_Task requirements:_ Transcribe the records in full; omit images.

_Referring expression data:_

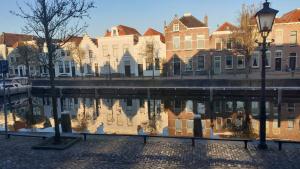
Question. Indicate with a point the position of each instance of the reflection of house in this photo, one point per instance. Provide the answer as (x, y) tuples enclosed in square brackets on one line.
[(150, 53), (185, 36), (117, 51), (181, 118), (78, 57), (119, 116), (8, 44)]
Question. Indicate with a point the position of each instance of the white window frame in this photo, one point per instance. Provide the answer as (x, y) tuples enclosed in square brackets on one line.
[(270, 61), (243, 66), (276, 57), (200, 38), (291, 43), (226, 66), (174, 40), (198, 62), (296, 65), (176, 27), (218, 40), (188, 63), (256, 53), (280, 41), (188, 40)]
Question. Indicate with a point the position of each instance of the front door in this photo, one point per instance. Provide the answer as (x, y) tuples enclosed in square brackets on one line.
[(217, 64), (127, 69), (96, 70), (140, 70), (177, 66), (278, 64), (292, 63), (73, 69)]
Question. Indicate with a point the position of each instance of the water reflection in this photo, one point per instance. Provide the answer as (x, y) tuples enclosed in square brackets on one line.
[(235, 117)]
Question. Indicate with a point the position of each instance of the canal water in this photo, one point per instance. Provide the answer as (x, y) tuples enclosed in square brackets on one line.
[(223, 117)]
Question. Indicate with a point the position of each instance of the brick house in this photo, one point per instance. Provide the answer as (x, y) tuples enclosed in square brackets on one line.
[(185, 36)]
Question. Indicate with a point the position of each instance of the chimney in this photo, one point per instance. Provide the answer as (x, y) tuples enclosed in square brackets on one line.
[(206, 20), (187, 14)]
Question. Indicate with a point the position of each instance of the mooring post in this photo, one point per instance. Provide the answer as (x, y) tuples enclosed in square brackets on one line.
[(211, 106), (279, 101)]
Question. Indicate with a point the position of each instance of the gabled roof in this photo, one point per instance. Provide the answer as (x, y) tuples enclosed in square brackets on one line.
[(10, 39), (292, 16), (153, 32), (191, 22), (124, 30), (226, 27)]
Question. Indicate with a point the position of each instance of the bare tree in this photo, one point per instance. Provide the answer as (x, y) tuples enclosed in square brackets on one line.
[(56, 22), (245, 36), (27, 54), (150, 50)]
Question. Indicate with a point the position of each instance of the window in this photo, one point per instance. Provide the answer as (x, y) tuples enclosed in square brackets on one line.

_Task answer:_
Question. Indicate with a point the position of each instance of the reflection of house in this photo, one point per instance. Provide the answer as (x, y) tuples enclosed in square brackets on one line.
[(150, 53), (185, 36), (117, 51), (181, 118), (78, 57), (119, 116), (8, 44)]
Question. Indicate with a point the position of each instance of the white window frame in this photo, one point per instance. Provide the answer as (x, y) tuples enclosed in square brackets on one line.
[(270, 61), (243, 66), (276, 57), (200, 38), (291, 43), (226, 66), (174, 40), (198, 62), (296, 65), (176, 27), (218, 40), (188, 63), (256, 53), (280, 41), (188, 40)]
Question. Indicate with a point the position of each instance of the front door in this photo, one point per instance. Provide the answer as (x, y) tuples enclosed in square brackets on one line.
[(217, 64), (127, 69), (96, 70), (140, 70), (177, 66), (278, 64), (292, 63), (73, 69)]
Question. Indicate with a point the position of each instance of the water reflection in this photo, one point per instance. Provide the answer as (x, y) tuples enclosed in square brackets on one line.
[(235, 117)]
Question. Indicate with a point the position of each instance of the canal water in this photo, one point per instance. Provide the answer as (x, y) tuples enclosed in square brackets on one line.
[(223, 117)]
Question. Indicate with a point the position of each instance of the brick house in this photo, one point per instance. Provide the answer as (x, y) tuples enclosed in square brackets on one line.
[(185, 36)]
Question. Indicate with a point the position of each instance of the chimney in this photo, one point per instance. Provide the answer as (x, y) tuples enclosed in square brackets on one line.
[(206, 20), (187, 14)]
Question. Indicate with a point the position of each instance of the mooring post in this photo, one point per instance. Provide the answer as (x, y) tuples enclosed in square brackets on one line.
[(211, 106), (279, 101)]
Question. Indicate with a point the position of each instance of the gabled roof in this photo, one point per instance. Provide the answer as (x, y) tuples enclosed in square brackets on one line.
[(10, 39), (292, 16), (153, 32), (191, 22), (124, 30), (226, 27)]
Question. Indicate with a point the position of each instance of the bare tree in this photo, one point per instance. Provide the answer as (x, y) tuples enclosed in square brackets on one line.
[(56, 22), (245, 36), (27, 54), (150, 50)]
Question. Indicate with a point the position of each instance of the window in this photo, one point per instance. Provide the answer as (x, y) tuples enclosed in square brackets on one line.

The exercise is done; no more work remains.